# Source excerpt
══════════════════════════════

Kenneth Rogoff and Carmen Reinhart at Ms. Reinhart’s Washington home. They started their book around 2003, years before the economy began to crumble.

By CATHERINE RAMPELL
NY Times Published: July 4, 2010

THE advertisement warns of speculative financial bubbles. It mocks a group of gullible Frenchmen seduced into a silly, 18th-century investment scheme, noting that the modern shareholder, armed with superior information, can avoid the pitfalls of the past. “How different the position of the investor today!” the ad enthuses.

It ran in The Saturday Evening Post on Sept. 14, 1929. A month later, the stock market crashed.

“Everyone wants to think they’re smarter than the poor souls in developing countries, and smarter than their predecessors,” says Carmen M. Reinhart, an economist at the University of Maryland. “They’re wrong. And we can prove it.”

Like a pair of financial sleuths, Ms. Reinhart and her collaborator from Harvard, Kenneth S. Rogoff, have spent years investigating wreckage scattered across documents from nearly a millennium of economic crises and collapses. They have wandered the basements of rare-book libraries, riffled through monks’ yellowed journals and begged central banks worldwide for centuries-old debt records. And they have manually entered their findings, digit by digit, into one of the biggest spreadsheets you’ve ever seen.

Their handiwork is contained in their recent best seller, “This Time Is Different,” a quantitative reconstruction of hundreds of historical episodes in which perfectly smart people made perfectly disastrous decisions. It is a panoramic opus, both geographically and temporally, covering crises from 66 countries over the last 800 years.

The book, and Ms. Reinhart’s and Mr. Rogoff’s own professional journeys as economists, zero in on some of the broader shortcomings of their trade — thrown into harsh relief by economists’ widespread failure to anticipate or address the financial crisis that began in 2007.

“The mainstream of academic research in macroeconomics puts theoretical coherence and elegance first, and investigating the data second,” says Mr. Rogoff. For that reason, he says, much of the profession’s celebrated work “was not terribly useful in either predicting the financial crisis, or in assessing how it would it play out once it happened.”

“People almost pride themselves on not paying attention to current events,” he says.

In the past, other economists often took the same empirical approach as the Reinhart-Rogoff team. But this approach fell into disfavor over the last few decades as economists glorified financial papers that were theory-rich and data-poor.

Much of that theory-driven work, critics say, is built on the same disassembled and reassembled sets of data points — generally from just the last 25 years or so and from the same handful of rich countries — that quants have whisked into ever more dazzling and complicated mathematical formations.

══════════════════════════════

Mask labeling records
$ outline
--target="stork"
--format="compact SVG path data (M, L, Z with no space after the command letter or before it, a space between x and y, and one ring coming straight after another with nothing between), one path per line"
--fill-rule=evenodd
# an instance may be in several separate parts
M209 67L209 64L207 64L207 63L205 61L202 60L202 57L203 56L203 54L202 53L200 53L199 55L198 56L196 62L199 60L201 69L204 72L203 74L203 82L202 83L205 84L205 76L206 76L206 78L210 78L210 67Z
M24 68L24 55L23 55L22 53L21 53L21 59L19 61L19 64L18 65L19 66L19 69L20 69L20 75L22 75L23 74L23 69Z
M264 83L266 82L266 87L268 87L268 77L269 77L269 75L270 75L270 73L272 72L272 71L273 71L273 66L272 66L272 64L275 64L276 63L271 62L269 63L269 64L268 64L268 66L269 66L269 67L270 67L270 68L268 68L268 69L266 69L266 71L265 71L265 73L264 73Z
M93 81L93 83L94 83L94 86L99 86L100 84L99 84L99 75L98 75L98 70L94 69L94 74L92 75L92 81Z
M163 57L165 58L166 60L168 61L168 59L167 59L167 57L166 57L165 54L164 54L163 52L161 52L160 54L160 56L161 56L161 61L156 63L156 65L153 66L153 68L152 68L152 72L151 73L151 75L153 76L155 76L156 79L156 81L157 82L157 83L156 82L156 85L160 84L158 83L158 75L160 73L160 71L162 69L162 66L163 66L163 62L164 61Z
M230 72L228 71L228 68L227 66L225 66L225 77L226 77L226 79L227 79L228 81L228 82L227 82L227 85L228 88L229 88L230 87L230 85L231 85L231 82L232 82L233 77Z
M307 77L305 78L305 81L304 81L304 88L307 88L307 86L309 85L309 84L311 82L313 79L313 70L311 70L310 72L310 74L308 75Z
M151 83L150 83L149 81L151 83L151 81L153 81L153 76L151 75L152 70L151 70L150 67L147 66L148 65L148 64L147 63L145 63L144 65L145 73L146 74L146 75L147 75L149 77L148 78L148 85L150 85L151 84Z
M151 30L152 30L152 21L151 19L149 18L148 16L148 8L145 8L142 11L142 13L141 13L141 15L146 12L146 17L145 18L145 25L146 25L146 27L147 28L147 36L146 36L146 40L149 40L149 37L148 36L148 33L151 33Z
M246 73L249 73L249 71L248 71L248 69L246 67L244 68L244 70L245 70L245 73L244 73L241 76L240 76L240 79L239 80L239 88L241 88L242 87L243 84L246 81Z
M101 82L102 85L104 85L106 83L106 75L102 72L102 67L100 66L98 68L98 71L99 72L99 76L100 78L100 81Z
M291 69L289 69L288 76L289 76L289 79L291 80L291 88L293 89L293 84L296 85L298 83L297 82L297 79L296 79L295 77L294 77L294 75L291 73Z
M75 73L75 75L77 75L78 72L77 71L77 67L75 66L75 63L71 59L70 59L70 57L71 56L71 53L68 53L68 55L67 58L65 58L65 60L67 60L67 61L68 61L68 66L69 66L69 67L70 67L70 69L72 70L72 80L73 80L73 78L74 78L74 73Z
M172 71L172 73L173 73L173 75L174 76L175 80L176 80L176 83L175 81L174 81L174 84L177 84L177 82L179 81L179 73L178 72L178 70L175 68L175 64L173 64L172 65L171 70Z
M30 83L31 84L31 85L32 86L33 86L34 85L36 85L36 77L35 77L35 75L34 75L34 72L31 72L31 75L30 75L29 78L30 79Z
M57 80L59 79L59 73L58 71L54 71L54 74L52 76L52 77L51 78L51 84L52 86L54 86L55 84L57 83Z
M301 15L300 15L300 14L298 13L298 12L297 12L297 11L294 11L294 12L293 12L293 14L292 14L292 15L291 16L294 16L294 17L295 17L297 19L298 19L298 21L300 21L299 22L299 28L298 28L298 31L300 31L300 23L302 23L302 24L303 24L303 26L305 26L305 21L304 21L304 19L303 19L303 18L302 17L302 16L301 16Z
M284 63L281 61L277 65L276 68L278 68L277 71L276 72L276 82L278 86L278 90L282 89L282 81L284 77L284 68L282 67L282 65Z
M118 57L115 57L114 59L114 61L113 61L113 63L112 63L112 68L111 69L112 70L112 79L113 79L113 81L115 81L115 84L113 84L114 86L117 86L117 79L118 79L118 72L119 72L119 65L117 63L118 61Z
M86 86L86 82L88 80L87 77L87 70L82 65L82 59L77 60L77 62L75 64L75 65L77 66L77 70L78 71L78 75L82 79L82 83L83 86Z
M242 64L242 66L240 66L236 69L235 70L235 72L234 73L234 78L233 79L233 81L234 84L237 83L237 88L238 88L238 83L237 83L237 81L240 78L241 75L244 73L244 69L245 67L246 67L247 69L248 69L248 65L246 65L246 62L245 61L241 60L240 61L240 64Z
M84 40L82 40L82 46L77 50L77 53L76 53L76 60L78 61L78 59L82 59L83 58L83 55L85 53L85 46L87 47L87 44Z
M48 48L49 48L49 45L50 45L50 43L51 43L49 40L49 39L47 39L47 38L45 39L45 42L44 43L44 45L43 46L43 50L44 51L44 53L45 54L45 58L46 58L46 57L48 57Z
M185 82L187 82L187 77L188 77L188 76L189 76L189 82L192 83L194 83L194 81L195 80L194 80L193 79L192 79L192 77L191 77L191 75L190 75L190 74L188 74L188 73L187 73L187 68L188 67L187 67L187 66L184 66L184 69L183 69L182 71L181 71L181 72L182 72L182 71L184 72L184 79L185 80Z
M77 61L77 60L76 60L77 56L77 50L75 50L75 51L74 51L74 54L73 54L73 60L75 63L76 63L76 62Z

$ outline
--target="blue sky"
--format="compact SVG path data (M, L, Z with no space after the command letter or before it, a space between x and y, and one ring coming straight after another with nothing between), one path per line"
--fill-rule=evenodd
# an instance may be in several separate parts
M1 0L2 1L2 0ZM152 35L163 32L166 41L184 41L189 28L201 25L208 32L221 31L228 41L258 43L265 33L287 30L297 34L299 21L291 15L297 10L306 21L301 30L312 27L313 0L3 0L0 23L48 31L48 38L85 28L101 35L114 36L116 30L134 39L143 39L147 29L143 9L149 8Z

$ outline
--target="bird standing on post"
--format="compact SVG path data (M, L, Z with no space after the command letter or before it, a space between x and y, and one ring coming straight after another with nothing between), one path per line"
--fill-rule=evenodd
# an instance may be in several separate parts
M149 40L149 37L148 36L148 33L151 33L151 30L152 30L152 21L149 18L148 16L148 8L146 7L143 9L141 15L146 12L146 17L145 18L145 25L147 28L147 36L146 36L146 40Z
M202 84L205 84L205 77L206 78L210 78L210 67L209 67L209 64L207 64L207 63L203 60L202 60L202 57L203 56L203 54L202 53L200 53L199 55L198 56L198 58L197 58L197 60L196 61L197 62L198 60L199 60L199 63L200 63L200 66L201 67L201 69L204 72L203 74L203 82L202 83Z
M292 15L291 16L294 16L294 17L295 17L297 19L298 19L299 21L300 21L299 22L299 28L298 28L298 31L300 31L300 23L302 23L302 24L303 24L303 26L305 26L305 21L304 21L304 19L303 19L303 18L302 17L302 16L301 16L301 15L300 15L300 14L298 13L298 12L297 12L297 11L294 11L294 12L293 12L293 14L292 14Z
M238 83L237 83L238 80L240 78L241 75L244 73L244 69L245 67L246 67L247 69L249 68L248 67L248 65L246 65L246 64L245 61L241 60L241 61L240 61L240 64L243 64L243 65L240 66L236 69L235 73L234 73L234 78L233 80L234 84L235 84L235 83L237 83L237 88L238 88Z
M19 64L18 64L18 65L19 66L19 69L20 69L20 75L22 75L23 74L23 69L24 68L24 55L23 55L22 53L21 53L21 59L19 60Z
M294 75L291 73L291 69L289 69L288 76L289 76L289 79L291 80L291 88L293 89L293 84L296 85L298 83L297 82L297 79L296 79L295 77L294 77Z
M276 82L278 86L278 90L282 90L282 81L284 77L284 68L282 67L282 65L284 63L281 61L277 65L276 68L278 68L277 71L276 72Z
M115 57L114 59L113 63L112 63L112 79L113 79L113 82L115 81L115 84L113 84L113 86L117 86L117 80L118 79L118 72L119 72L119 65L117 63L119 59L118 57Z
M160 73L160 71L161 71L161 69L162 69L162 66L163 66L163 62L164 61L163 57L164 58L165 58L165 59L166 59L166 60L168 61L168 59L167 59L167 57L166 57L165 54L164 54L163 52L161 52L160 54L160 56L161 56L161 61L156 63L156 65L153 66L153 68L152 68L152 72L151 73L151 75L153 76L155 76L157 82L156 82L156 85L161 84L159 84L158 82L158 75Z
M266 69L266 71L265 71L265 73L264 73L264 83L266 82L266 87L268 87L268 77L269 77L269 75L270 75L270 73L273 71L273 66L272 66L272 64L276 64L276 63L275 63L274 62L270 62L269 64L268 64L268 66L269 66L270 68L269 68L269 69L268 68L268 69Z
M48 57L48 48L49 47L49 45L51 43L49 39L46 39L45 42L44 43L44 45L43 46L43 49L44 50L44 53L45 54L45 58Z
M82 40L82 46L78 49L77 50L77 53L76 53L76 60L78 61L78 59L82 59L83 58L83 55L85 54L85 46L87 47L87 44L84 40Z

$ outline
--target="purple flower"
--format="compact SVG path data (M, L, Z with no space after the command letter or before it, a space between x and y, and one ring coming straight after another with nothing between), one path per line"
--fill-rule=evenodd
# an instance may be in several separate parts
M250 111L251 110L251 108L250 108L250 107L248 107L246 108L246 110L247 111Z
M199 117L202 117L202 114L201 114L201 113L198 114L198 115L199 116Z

══════════════════════════════

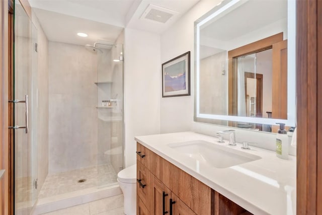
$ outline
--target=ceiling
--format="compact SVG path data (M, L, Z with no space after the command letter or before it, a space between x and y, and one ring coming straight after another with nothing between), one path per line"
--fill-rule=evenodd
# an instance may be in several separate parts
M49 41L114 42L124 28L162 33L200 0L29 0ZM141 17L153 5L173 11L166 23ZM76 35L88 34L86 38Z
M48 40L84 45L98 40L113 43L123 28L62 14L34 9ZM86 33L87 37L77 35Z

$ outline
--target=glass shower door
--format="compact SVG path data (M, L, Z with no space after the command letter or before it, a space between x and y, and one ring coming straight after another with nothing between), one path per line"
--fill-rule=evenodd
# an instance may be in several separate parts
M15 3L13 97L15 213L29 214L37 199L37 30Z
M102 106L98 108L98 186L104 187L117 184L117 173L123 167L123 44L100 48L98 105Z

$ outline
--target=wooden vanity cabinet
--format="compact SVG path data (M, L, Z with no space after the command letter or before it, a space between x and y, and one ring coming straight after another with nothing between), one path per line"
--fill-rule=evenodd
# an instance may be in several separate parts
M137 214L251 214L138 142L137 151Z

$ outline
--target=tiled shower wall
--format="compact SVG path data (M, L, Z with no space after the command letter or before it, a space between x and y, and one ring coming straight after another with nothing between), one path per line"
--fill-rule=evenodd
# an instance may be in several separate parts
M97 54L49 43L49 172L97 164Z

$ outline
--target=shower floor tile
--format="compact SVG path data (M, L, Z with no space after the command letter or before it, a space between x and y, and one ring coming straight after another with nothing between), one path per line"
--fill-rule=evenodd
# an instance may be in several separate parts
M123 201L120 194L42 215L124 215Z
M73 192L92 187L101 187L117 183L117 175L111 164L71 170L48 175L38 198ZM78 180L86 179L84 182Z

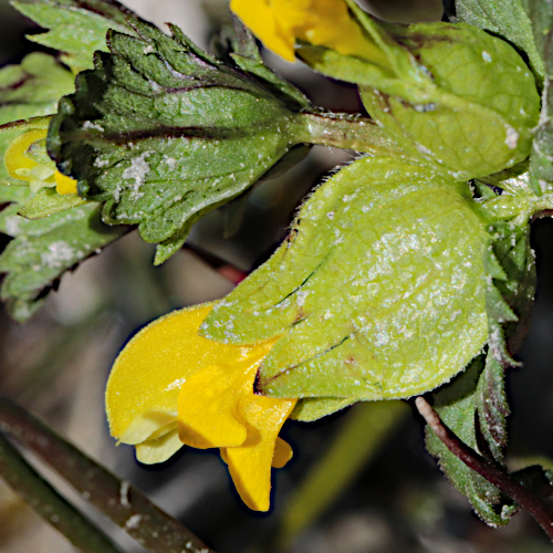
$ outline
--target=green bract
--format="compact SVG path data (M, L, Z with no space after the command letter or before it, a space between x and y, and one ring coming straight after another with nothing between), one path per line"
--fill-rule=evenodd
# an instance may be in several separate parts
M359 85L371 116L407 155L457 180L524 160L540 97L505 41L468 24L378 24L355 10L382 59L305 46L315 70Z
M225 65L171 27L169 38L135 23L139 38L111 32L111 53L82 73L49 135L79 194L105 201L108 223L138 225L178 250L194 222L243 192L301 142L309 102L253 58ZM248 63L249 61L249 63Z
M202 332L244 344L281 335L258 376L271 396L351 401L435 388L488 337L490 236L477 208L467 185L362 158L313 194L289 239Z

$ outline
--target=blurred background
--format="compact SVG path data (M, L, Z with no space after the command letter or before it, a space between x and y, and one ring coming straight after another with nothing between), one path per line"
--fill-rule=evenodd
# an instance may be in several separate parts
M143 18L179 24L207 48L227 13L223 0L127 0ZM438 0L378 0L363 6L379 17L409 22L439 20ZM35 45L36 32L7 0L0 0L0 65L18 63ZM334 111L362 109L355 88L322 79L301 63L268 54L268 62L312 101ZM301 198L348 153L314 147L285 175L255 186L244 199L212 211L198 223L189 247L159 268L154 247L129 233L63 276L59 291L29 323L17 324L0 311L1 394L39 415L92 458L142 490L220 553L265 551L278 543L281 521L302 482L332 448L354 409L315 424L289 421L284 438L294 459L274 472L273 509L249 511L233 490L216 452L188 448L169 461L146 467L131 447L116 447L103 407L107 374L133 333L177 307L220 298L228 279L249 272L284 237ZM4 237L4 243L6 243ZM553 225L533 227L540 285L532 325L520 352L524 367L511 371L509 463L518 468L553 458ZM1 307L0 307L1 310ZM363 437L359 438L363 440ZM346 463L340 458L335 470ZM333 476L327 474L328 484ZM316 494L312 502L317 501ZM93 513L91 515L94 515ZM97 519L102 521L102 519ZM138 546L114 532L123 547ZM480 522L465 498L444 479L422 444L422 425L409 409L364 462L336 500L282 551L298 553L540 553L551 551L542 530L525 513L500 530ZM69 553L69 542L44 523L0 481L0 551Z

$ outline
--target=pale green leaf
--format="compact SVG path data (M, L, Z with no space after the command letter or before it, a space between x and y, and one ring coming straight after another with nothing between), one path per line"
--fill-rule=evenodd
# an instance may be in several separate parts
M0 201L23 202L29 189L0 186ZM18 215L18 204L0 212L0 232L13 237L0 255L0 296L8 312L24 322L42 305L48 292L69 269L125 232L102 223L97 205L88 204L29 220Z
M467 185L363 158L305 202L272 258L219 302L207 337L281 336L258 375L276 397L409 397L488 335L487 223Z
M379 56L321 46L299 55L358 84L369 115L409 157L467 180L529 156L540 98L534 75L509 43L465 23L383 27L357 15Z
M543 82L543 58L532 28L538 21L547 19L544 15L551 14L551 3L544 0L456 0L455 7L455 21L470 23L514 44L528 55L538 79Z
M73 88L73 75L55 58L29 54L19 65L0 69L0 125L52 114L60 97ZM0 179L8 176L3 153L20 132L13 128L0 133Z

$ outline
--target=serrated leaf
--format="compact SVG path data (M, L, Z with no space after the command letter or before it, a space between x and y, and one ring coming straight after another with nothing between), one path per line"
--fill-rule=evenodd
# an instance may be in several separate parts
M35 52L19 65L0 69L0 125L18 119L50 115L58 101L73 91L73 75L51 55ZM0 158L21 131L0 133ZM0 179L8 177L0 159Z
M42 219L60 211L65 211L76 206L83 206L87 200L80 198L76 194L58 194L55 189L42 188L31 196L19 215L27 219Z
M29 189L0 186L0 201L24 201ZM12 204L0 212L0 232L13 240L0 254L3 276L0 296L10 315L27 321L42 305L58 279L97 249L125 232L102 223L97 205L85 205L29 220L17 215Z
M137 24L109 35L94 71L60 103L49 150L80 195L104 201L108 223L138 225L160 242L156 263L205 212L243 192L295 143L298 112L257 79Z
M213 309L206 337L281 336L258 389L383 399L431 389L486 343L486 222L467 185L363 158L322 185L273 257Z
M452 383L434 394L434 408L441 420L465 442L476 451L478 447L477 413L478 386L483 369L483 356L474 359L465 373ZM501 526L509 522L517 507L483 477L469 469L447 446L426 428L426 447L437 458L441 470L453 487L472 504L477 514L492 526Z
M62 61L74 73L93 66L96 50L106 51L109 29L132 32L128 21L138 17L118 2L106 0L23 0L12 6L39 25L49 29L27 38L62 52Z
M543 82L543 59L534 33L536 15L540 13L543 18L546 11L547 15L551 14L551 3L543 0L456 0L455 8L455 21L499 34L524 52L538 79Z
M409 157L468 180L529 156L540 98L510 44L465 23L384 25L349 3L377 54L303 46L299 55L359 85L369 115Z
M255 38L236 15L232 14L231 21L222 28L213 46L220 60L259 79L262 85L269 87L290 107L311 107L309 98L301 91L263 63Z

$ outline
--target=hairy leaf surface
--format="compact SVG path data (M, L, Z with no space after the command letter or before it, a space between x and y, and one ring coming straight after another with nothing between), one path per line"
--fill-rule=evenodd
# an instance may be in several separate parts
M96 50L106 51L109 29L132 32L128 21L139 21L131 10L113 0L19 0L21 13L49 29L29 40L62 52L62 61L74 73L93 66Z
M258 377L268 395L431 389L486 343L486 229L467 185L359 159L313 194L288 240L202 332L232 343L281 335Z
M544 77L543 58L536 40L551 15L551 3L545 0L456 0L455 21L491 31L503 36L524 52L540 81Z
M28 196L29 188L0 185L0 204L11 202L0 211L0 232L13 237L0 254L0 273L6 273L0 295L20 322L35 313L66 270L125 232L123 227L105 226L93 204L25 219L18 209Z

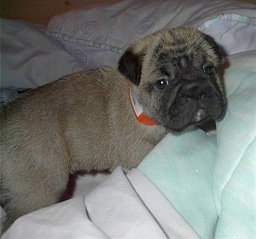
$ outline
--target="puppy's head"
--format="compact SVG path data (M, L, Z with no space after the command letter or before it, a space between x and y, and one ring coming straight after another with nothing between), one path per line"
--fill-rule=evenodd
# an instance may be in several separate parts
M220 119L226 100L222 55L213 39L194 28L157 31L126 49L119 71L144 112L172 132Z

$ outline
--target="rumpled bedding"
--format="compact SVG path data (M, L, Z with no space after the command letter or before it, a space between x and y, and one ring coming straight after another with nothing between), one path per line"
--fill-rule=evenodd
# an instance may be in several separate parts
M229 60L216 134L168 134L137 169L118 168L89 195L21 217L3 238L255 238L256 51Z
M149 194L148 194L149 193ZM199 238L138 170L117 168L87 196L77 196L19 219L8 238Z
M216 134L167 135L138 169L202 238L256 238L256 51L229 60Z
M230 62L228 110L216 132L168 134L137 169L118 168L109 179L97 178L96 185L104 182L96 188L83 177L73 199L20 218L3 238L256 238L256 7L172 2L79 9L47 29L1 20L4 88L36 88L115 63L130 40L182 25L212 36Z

══════════════════════════════

# Your instructions
Decide whether each statement agrees with the article on Reinhart and Rogoff, answering yes or no and quoting the deciding words of the article. (a) The advertisement ran in The Saturday Evening Post in 1929. (b) The book covers crises from 66 countries over the last 500 years. (c) Carmen M. Reinhart is an economist at Harvard.

# Exercise output
(a) Yes: "It ran in The Saturday Evening Post on Sept. 14, 1929."
(b) No: "covering crises from 66 countries over the last 800 years."
(c) No: "an economist at the University of Maryland."